▸ Text segment

%%

It’s not a moral or political issue. If you reward an animal too much, it will run to greed or it will become anxious. These problems we’ve been having of executives trying to cover up the fact that their business cycle was taking down their share price, they’re doing that because they’ve been addicted to the idea that they should constantly be making more and more money. If I consistently reward you and then tell you you’re not going to get it anymore, you will try to get back to it. That’s exactly what many of these executives have been doing.

You see free-market capitalism as another factor in America’s consumption addiction.

When Adam Smith wrote “The Wealth of Nations” in 1776, Boston was 10,000 people. The market was the hub of the community, and people learned social and moral rules through the marketplace. That is not the case anymore. The original concept of the market society was, you released people to work to create new things, and in doing so they helped everybody else. But it was embedded in a civil society, which balanced the reward-driven side of the equation. Affiliative-type behavior is now totally [cut off] from the reward-driven, demand-driven society we’ve built. The balance has been lost.

What cultures, if any, are less prone to toxic excess?

Nobody has it completely right, but societies that have a traditional program of social reinvestment are closer. For example, France, Italy and the Scandinavian countries. The average American spends more time in the car with their children than eating around a table with them. That’s not true in most European countries. The meal itself is not as important as the interaction. That interaction teaches things you don’t learn from a laptop or from grabbing a pizza and going up to your room.

What are your own tactics for resisting manic business?

I consciously control the technology. I don’t carry a cellphone unless I need to be away for a while. I prefer people call me at my office, my apartment and so on. I don’t change my car every two years. I drive a 1979 Porsche, and I’ve carried the same furniture around for a long time. I’m fascinated by novelty in other senses, new ideas, talking to new people, enjoying theater, figuring out ways in which the world is advancing. I love that.

Now that you’ve told us we’re a nation of cravings, what is your own Achilles’ heel?

I love potato chips. Especially the ones cooked in lots of fat, Kettle Chips. If I buy them, I eat the whole package immediately.

%%

▸ Data shown
%%

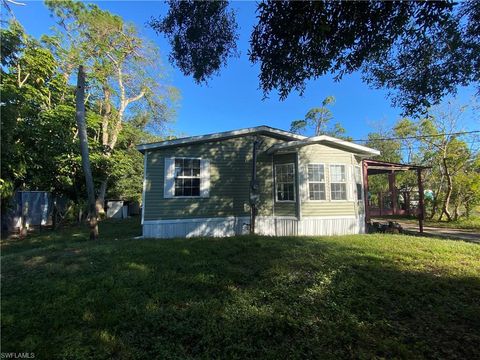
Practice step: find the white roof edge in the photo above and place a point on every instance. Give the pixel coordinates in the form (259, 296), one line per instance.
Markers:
(218, 136)
(323, 138)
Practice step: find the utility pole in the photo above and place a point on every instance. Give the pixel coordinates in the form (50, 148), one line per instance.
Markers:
(82, 132)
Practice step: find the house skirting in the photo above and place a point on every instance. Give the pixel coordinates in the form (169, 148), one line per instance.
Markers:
(265, 225)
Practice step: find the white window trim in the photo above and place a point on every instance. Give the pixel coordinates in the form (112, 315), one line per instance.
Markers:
(346, 182)
(327, 188)
(354, 181)
(294, 185)
(187, 177)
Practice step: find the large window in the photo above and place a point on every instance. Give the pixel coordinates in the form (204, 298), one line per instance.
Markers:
(187, 177)
(316, 181)
(358, 182)
(285, 182)
(338, 182)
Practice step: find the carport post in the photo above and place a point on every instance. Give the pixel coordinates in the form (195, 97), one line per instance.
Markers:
(365, 194)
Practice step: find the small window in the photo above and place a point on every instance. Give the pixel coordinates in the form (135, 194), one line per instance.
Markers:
(316, 181)
(338, 182)
(285, 182)
(358, 182)
(187, 177)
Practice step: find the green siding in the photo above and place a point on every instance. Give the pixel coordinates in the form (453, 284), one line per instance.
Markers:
(326, 155)
(230, 172)
(286, 208)
(230, 175)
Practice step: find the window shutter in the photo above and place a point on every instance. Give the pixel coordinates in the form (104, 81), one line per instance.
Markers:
(204, 178)
(169, 178)
(303, 186)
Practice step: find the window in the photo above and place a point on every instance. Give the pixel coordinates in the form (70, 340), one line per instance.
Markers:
(316, 181)
(338, 182)
(358, 182)
(285, 182)
(187, 177)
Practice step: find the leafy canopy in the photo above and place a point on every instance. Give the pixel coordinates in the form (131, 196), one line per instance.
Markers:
(202, 34)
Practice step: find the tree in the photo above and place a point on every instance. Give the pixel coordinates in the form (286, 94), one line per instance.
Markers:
(124, 69)
(318, 120)
(420, 51)
(40, 138)
(206, 23)
(82, 130)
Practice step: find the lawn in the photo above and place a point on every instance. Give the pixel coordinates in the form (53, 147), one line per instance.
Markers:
(368, 296)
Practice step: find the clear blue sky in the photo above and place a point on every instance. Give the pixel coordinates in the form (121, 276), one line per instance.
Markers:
(232, 99)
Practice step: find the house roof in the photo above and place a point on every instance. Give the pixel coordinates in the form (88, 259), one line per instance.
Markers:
(323, 139)
(382, 167)
(220, 136)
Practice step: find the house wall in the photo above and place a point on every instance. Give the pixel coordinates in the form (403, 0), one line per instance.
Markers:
(226, 211)
(327, 155)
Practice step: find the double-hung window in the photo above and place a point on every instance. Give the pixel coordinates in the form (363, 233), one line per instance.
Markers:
(358, 182)
(285, 182)
(338, 182)
(187, 177)
(316, 182)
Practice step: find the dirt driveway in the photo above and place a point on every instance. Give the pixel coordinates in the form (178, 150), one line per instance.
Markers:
(448, 233)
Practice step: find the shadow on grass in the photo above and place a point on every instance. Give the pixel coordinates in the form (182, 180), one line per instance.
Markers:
(245, 297)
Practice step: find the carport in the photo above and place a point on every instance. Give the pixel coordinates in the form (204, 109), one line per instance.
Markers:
(388, 204)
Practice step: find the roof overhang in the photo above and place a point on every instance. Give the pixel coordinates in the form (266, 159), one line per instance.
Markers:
(265, 130)
(325, 140)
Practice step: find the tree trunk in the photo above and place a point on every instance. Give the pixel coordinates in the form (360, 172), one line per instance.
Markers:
(82, 132)
(101, 198)
(456, 213)
(446, 203)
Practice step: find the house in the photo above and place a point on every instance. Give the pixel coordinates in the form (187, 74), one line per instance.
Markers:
(296, 185)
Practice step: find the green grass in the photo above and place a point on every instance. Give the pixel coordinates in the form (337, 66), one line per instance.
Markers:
(465, 224)
(372, 296)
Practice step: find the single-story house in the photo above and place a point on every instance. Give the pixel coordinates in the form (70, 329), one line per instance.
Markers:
(208, 185)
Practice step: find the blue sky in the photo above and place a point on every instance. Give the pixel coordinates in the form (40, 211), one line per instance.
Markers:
(232, 99)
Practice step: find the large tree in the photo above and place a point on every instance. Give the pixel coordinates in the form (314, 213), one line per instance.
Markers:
(40, 149)
(123, 68)
(419, 50)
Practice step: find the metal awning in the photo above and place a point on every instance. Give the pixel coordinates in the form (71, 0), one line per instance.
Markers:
(385, 167)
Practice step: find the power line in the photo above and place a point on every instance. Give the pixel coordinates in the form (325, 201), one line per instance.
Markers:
(419, 136)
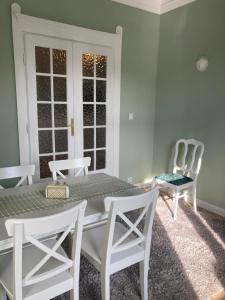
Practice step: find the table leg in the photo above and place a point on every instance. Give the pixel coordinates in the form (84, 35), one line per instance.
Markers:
(2, 293)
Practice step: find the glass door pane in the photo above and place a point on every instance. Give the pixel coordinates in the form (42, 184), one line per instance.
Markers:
(52, 109)
(94, 98)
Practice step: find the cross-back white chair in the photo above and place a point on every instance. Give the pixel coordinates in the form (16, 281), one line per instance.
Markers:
(42, 270)
(186, 166)
(25, 172)
(114, 246)
(79, 164)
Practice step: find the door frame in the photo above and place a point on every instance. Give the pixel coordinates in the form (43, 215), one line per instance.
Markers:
(24, 24)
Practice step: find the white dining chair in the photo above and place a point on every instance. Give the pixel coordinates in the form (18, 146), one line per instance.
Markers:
(186, 166)
(115, 246)
(25, 172)
(42, 270)
(79, 164)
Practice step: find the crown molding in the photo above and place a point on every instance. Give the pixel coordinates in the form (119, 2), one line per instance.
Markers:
(155, 6)
(147, 5)
(168, 5)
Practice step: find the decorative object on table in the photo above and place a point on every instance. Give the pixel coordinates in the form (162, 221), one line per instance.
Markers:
(186, 166)
(57, 191)
(202, 64)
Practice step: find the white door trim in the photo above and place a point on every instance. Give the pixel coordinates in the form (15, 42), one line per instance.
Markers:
(23, 24)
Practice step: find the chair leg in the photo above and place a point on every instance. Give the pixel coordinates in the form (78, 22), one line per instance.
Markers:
(176, 205)
(74, 294)
(105, 285)
(2, 293)
(144, 267)
(194, 198)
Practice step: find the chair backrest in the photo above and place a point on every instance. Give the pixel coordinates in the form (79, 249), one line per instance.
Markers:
(27, 230)
(144, 206)
(25, 172)
(188, 157)
(81, 164)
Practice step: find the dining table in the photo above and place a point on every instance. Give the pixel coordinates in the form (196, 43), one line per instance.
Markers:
(30, 201)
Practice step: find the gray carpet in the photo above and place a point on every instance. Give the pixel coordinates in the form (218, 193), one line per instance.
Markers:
(187, 260)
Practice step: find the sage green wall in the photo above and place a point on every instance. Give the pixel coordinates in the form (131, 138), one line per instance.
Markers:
(190, 103)
(139, 66)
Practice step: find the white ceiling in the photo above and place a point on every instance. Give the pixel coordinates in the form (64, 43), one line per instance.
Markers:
(155, 6)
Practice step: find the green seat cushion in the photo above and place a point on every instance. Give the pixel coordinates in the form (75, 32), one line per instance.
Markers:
(176, 179)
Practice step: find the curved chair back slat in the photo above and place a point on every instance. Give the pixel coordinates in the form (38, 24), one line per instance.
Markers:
(188, 162)
(79, 164)
(25, 172)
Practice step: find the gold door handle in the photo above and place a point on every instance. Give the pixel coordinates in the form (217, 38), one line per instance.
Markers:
(71, 125)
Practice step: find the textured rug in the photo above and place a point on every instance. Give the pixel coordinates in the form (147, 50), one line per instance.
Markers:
(187, 260)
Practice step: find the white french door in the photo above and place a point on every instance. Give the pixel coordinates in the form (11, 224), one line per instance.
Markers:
(69, 103)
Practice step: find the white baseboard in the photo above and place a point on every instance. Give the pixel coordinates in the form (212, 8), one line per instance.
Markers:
(212, 208)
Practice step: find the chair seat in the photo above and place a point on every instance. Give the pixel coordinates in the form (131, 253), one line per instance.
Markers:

%%

▸ Set of tasks
**1.** Retype the passage of the interview from "When Adam Smith" to "has been lost." without any changes.
**2.** According to the interview, why have executives tried to hide the fact that their business cycle was pulling down their share price? Explain in one to three sentences.

▸ Responses for each task
**1.**
When Adam Smith wrote “The Wealth of Nations” in 1776, Boston was 10,000 people. The market was the hub of the community, and people learned social and moral rules through the marketplace. That is not the case anymore. The original concept of the market society was, you released people to work to create new things, and in doing so they helped everybody else. But it was embedded in a civil society, which balanced the reward-driven side of the equation. Affiliative-type behavior is now totally [cut off] from the reward-driven, demand-driven society we’ve built. The balance has been lost.

**2.** They have done so because they have become addicted to the idea that they should constantly be making more and more money. When someone who has been rewarded consistently is told the reward will stop, that person tries to get back to it, and that is what many of these executives have been doing.